_Direction A_
From the forum thread on global variable allocation below, set down word for word the stretch from "Cristea Bogdan" through "at run time.".

Initialized and uninitialized global variable allocation

C

Cristea Bogdan

Hi

I have started reading some old book of c programming (Peter van der Linden, Expert C Programming, Prentice Hall, 1994) and I have found the following statement: "initialized variables are allocated on the data segment of the program and uninitialized variables on the BSS segment".
Experimenting with a short program shows that this statement is no longer true:
It seems that only global variables go into BSS (regardless if they initialized or not), while static variables seem to be allocated at run time.
Below is the program used for tests:

#define SIZE (1<<20)
static char arrs[SIZE];
char arrg[SIZE] = {0};
int main()
{
return 0;
}

I have used gcc to compile using the default flags and size to check the segments size.

Could someone shed some light into this issue (how global and static variables are allocated) ?

thanks
Bogdan
 
J

James Kuyper

Hi

I have started reading some old book of c programming (Peter van der Linden, Expert C Programming, Prentice Hall, 1994) and I have found the following statement: "initialized variables are allocated on the data segment of the program and uninitialized variables on the BSS segment".

Do you know which compiler he was describing? Different compilers are
free to make different choices in that regard. What you've described
could not possibly be true for platforms where the very concept of a
segment is meaningless, for instance. Of course, many different
compilers might make the same choice when targeting the same platform.

_Direction B_
Output the stretch of the records from their first line through the line that contains "1177;563;1270;658" as a numbered list, omitting any blank lines.

Records from a data collection
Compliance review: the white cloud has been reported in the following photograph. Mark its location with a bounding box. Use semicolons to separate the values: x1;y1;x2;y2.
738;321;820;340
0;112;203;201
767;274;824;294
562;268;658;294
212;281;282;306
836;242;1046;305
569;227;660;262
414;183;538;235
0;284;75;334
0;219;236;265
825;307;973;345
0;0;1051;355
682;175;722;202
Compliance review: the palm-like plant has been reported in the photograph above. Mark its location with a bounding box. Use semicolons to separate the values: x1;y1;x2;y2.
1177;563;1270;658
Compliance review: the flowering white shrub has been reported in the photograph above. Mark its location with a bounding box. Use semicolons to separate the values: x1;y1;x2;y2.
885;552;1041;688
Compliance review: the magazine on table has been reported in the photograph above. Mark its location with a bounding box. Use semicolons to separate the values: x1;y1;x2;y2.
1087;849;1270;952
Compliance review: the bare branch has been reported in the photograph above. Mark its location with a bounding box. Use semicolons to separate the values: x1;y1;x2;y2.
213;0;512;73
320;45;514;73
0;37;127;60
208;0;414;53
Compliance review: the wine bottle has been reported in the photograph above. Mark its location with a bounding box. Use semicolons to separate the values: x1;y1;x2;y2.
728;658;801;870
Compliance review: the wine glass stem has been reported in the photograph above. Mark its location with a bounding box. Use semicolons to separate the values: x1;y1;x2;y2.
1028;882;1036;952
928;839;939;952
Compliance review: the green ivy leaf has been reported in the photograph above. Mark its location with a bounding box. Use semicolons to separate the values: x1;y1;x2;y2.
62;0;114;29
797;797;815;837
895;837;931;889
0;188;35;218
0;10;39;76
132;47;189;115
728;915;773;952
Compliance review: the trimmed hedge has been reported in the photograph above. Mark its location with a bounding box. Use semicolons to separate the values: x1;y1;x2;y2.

_Right answer A_
Cristea Bogdan

Hi

I have started reading some old book of c programming (Peter van der Linden, Expert C Programming, Prentice Hall, 1994) and I have found the following statement: "initialized variables are allocated on the data segment of the program and uninitialized variables on the BSS segment".
Experimenting with a short program shows that this statement is no longer true:
It seems that only global variables go into BSS (regardless if they initialized or not), while static variables seem to be allocated at run time.

_Right answer B_
1. Compliance review: the white cloud has been reported in the following photograph. Mark its location with a bounding box. Use semicolons to separate the values: x1;y1;x2;y2.
2. 738;321;820;340
3. 0;112;203;201
4. 767;274;824;294
5. 562;268;658;294
6. 212;281;282;306
7. 836;242;1046;305
8. 569;227;660;262
9. 414;183;538;235
10. 0;284;75;334
11. 0;219;236;265
12. 825;307;973;345
13. 0;0;1051;355
14. 682;175;722;202
15. Compliance review: the palm-like plant has been reported in the photograph above. Mark its location with a bounding box. Use semicolons to separate the values: x1;y1;x2;y2.
16. 1177;563;1270;658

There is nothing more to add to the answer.